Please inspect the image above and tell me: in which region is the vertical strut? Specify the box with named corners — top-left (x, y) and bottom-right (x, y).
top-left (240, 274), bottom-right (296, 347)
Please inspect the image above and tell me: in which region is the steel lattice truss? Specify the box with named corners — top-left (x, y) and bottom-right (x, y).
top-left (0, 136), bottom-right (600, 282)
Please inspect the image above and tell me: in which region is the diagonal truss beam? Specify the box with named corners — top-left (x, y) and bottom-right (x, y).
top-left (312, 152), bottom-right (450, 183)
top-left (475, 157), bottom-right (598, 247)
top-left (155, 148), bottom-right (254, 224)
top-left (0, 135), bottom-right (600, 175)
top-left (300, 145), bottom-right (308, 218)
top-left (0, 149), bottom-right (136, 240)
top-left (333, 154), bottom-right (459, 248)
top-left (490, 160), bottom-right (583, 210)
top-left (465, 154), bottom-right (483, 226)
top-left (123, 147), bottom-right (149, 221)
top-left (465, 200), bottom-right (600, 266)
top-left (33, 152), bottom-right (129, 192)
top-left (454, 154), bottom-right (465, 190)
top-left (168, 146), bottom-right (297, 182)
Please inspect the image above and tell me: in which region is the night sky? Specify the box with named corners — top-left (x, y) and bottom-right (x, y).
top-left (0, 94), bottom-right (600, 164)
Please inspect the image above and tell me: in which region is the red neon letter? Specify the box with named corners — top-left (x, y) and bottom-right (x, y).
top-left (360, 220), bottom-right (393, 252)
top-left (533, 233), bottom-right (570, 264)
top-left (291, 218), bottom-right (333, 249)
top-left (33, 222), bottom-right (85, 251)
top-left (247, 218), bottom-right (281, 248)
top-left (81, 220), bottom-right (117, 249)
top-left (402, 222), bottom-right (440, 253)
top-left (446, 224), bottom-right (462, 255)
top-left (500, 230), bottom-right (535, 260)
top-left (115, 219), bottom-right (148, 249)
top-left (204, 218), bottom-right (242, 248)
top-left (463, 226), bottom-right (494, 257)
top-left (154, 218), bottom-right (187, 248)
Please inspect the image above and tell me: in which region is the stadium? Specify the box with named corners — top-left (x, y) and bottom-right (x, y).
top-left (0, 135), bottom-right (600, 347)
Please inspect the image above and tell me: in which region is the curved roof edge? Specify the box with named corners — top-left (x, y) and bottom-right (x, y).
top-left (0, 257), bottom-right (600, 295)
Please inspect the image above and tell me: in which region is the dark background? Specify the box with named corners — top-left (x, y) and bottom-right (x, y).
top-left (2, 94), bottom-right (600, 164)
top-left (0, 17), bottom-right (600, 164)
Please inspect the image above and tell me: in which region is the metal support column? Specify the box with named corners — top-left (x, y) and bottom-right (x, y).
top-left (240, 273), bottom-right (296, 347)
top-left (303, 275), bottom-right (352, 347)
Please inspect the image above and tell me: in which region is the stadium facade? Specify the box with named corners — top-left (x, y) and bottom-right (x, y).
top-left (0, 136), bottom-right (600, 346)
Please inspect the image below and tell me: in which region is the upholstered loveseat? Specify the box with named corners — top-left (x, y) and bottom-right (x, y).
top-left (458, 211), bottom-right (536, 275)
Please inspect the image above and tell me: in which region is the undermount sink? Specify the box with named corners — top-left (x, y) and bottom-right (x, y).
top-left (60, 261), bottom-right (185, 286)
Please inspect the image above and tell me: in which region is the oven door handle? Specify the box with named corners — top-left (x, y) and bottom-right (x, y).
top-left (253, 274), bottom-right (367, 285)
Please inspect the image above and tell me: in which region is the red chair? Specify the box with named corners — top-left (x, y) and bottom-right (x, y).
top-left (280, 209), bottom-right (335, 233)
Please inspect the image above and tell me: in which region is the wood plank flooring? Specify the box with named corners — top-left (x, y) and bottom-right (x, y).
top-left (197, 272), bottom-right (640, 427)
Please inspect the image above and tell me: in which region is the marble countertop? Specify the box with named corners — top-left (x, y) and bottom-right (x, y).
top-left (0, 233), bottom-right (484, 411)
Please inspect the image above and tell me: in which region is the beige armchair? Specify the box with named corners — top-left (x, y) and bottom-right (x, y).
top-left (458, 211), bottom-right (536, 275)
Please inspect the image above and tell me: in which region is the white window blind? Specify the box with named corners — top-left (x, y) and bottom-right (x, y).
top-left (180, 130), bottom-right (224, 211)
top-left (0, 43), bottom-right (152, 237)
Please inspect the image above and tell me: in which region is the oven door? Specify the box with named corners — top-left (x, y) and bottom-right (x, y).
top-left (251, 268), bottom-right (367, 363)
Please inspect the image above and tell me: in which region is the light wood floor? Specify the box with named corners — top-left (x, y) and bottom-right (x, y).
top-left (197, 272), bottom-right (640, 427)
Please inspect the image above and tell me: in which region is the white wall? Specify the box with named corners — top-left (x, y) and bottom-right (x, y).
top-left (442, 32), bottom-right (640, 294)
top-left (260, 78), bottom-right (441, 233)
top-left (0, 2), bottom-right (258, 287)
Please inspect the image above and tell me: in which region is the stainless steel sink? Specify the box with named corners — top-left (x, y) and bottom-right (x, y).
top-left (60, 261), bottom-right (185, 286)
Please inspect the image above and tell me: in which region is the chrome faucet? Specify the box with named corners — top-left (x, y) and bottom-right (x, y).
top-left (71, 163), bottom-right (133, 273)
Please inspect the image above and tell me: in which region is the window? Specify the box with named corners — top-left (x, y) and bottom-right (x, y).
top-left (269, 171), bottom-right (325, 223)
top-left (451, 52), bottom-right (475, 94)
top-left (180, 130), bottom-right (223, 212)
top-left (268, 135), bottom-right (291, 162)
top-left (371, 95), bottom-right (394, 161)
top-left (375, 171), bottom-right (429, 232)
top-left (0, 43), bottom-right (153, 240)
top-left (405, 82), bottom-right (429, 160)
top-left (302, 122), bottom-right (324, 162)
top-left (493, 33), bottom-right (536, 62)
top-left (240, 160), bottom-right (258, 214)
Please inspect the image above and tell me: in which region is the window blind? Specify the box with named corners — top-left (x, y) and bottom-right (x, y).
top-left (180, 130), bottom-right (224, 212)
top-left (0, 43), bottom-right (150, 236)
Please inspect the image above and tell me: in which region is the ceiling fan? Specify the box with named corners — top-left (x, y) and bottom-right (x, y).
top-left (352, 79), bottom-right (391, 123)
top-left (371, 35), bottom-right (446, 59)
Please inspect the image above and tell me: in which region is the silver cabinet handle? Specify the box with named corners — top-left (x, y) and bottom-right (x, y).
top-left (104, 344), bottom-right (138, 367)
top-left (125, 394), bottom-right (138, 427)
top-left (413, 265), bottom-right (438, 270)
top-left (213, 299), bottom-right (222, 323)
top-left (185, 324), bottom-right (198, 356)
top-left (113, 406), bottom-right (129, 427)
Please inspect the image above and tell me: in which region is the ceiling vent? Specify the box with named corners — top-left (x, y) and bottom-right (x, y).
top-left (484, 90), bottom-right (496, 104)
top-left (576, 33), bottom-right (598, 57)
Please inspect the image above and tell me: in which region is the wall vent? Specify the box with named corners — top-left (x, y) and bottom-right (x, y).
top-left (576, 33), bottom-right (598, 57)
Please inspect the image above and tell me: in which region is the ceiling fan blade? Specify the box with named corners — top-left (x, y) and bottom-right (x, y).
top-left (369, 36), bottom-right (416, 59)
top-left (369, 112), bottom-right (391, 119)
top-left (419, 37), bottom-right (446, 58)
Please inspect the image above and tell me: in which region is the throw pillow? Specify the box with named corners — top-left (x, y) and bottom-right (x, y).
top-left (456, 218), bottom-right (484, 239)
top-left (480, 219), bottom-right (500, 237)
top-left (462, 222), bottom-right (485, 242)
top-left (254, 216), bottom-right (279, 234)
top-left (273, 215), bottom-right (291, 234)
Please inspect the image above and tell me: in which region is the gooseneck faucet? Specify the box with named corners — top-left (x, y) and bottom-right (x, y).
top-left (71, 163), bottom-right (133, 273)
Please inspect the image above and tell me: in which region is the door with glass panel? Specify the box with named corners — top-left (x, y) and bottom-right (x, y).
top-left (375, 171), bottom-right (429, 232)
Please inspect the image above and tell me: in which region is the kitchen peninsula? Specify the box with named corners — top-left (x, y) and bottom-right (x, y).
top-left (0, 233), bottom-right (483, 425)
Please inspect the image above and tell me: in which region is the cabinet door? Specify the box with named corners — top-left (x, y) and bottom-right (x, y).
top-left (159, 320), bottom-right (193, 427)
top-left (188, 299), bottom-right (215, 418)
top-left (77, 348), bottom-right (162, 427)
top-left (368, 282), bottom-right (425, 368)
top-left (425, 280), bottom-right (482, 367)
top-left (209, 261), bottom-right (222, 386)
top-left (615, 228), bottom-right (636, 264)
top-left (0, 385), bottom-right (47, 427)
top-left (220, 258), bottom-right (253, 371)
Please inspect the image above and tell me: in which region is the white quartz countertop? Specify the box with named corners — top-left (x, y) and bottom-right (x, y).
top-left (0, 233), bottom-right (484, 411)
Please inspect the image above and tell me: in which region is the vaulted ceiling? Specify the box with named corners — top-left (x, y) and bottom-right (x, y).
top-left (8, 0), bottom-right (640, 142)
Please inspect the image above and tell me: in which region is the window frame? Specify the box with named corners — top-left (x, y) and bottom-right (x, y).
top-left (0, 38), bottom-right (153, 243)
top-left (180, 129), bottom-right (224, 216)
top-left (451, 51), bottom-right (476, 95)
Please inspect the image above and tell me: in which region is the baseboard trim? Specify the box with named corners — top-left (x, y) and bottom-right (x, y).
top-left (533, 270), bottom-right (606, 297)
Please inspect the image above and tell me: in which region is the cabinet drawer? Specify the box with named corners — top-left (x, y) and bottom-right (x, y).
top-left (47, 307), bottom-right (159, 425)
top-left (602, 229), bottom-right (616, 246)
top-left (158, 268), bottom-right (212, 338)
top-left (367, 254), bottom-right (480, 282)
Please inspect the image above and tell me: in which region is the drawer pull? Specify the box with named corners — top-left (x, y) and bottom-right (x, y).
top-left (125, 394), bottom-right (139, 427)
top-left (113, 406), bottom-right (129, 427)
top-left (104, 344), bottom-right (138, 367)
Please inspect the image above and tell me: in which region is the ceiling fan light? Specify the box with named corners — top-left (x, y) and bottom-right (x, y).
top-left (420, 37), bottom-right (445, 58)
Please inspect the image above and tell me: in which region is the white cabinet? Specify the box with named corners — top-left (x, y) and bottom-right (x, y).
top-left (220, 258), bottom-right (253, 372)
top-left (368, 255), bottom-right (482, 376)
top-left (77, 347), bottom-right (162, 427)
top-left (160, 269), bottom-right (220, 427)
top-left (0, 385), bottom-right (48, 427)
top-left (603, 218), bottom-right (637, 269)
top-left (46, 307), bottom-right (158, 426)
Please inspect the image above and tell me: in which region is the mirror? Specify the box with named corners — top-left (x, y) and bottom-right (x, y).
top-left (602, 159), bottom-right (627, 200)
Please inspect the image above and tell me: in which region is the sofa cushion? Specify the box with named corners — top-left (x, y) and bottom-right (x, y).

WRITTEN REQUEST |
Rewrite only the material that begins with the line containing "is the kitchen" and continues through the line containing "top-left (0, 233), bottom-right (483, 425)", substituting "kitchen island" for "kitchen peninsula" and keeping everything else the same.

IN RESPONSE |
Please inspect the image above and tell me: in which region is the kitchen island? Specify the box with named corners — top-left (x, y) and bottom-right (x, y).
top-left (0, 233), bottom-right (483, 425)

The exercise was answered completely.